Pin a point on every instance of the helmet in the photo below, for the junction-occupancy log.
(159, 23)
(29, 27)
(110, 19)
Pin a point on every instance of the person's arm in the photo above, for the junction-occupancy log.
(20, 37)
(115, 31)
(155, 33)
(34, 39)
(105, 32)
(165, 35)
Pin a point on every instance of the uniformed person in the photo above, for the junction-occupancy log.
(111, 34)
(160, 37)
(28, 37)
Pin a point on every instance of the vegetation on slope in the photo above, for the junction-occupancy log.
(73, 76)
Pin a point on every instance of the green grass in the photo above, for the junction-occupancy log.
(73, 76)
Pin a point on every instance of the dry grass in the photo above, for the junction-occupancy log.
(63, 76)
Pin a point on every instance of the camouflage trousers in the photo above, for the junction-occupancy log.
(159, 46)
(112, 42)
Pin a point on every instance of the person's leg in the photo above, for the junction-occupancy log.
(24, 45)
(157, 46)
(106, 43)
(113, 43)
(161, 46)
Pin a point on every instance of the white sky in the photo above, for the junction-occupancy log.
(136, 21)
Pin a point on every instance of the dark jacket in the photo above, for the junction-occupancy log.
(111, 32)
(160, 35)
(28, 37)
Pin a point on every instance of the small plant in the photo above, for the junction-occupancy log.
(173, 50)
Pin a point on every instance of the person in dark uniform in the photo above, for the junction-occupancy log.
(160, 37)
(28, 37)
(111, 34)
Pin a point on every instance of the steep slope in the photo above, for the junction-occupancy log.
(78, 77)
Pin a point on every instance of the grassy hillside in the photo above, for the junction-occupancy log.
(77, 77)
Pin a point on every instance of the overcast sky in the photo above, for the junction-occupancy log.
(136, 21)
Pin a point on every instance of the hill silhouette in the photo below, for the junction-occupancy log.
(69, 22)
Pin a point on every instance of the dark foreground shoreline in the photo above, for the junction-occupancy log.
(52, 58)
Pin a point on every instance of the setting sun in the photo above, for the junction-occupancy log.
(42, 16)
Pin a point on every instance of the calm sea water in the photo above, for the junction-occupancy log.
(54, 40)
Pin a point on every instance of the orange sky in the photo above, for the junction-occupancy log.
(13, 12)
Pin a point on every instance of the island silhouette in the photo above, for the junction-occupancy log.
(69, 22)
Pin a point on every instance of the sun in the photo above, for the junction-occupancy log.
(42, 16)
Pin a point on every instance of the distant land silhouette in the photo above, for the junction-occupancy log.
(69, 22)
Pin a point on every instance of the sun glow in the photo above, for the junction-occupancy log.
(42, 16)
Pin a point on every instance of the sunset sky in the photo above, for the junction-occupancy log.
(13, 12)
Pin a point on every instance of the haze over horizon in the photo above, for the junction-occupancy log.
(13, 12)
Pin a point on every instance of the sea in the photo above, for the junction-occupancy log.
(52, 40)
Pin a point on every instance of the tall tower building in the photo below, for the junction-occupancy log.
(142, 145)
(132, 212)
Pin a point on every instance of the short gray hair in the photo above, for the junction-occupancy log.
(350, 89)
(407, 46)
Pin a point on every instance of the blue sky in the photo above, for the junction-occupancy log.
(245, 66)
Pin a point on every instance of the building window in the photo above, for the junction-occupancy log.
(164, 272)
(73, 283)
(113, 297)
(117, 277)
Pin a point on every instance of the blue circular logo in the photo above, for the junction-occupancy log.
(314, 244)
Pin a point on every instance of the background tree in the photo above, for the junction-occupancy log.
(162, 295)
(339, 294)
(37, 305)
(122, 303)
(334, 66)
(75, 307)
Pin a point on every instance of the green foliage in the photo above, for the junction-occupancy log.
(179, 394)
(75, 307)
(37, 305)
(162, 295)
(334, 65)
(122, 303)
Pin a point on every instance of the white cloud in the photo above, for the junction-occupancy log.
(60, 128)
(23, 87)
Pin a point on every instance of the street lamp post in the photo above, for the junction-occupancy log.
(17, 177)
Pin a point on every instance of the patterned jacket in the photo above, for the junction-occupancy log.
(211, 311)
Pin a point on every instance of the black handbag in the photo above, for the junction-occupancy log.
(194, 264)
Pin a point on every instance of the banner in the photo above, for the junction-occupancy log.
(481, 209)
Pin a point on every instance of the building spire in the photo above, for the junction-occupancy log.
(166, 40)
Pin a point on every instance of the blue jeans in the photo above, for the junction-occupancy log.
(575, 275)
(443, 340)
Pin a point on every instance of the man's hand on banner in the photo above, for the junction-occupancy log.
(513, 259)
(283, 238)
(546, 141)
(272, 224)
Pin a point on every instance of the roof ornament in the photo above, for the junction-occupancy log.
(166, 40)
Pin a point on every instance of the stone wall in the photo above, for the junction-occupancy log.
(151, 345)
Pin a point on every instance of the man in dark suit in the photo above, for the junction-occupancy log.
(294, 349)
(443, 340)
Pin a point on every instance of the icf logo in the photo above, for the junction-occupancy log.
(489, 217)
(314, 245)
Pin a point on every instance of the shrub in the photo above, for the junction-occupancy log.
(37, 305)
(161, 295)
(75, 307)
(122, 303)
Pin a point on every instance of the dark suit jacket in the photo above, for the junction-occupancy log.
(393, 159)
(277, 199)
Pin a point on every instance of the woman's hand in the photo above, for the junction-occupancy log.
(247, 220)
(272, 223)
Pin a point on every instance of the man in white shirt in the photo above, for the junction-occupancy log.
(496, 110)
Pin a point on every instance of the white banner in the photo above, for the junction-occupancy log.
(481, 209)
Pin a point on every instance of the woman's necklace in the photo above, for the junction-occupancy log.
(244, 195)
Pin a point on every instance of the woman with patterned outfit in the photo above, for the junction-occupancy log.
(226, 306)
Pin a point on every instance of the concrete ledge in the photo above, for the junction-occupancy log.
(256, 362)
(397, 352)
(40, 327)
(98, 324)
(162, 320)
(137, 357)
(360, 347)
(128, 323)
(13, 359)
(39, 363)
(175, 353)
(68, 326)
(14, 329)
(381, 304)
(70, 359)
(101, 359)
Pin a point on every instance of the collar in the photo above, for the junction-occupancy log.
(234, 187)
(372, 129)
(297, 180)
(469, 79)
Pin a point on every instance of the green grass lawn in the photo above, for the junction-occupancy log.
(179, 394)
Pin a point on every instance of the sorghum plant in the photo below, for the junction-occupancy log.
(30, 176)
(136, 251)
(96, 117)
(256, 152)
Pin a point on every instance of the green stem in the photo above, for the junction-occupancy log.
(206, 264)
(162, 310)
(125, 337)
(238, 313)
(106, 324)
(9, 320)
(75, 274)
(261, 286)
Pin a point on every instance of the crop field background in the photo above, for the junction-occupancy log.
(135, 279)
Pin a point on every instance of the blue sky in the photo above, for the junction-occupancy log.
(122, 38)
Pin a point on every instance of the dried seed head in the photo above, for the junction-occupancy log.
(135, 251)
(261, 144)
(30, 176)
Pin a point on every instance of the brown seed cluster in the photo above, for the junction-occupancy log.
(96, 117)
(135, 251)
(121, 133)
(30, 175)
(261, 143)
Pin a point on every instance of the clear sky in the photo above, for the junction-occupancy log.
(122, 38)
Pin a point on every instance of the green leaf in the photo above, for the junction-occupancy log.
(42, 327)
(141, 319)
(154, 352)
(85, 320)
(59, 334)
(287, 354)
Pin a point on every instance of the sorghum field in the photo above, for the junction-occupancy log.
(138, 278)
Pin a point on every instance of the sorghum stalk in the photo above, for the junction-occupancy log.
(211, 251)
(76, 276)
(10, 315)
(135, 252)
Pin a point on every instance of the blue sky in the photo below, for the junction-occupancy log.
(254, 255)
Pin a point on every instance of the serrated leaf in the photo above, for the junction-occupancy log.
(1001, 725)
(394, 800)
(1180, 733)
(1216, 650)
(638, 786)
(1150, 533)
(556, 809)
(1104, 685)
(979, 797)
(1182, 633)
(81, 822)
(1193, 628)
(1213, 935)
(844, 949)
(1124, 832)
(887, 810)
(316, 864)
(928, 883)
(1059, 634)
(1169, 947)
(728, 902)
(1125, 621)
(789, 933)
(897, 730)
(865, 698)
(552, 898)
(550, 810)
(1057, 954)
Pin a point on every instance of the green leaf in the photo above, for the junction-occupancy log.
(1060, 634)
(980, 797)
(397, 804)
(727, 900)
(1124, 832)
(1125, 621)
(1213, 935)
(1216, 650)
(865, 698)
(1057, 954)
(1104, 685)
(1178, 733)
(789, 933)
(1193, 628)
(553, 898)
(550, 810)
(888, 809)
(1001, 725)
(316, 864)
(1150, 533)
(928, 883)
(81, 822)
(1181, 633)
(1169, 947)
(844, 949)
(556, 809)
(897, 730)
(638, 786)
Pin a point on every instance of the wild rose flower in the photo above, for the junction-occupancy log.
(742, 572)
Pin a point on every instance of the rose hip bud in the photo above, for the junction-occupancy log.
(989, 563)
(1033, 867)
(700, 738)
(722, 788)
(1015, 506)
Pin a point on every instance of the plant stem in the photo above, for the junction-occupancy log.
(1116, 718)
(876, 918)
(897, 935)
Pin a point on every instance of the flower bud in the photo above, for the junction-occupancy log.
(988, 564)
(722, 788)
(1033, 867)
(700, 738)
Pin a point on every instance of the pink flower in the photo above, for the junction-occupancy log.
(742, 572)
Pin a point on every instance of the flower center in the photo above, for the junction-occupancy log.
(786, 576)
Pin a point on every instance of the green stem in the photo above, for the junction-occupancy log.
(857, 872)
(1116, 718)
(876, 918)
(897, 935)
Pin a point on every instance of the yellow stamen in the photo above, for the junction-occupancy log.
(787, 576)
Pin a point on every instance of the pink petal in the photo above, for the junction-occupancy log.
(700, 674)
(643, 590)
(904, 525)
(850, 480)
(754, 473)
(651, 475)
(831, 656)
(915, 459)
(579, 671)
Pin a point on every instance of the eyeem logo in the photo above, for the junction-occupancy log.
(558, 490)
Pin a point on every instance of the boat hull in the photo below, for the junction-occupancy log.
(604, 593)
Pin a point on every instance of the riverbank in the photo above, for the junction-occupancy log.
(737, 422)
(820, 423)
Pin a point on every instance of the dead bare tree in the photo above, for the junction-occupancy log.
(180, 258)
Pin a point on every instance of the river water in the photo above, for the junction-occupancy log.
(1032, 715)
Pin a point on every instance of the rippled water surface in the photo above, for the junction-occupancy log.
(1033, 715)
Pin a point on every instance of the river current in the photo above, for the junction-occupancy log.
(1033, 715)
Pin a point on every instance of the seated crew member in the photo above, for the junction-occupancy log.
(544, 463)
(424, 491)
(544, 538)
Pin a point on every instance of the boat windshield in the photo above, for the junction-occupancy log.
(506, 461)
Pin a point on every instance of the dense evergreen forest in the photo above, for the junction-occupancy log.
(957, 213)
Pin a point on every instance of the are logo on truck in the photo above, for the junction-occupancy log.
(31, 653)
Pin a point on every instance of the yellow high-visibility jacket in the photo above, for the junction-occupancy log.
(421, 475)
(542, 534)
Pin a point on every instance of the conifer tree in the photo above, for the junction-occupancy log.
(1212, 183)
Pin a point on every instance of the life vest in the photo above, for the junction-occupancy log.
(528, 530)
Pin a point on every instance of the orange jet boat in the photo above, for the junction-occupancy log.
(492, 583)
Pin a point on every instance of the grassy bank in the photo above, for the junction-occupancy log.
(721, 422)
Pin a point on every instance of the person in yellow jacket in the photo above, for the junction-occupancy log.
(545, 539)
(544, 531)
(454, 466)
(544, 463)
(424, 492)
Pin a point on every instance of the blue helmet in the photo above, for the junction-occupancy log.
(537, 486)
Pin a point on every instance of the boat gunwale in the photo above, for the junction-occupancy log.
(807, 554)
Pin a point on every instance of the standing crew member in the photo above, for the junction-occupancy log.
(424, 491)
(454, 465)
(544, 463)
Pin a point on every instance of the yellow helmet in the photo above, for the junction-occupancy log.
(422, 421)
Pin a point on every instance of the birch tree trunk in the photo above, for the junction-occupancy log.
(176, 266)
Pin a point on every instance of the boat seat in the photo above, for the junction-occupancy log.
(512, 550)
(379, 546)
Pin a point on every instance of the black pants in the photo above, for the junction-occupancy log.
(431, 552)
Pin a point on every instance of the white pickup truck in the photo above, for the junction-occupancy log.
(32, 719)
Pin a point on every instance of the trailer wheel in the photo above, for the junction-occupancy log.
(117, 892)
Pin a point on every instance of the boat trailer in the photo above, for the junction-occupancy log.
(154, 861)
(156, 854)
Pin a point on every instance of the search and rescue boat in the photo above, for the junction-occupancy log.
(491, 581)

++++

→ **YOUR GOAL**
Take the line with "Pin a point on every instance of the black pants" and all lines after it to the last line, and reproduce them exactly.

→ **THE RESPONSE**
Pin a point on every instance of the black pants in the photo above, for the junction-occupancy log.
(431, 552)
Pin a point on every instance of the white pickup truck in the photo above, for the junction-occupancy log.
(32, 719)
Pin a point on every instance of the trailer wheel in the photo above, for the junction-occupancy log.
(117, 892)
Pin a point on every instance of the boat trailer in the photo above, for the junction-occupancy log.
(154, 861)
(156, 854)
Pin a point on every instance of the search and rescue boat in the photo above, for the junction-occupancy log.
(491, 581)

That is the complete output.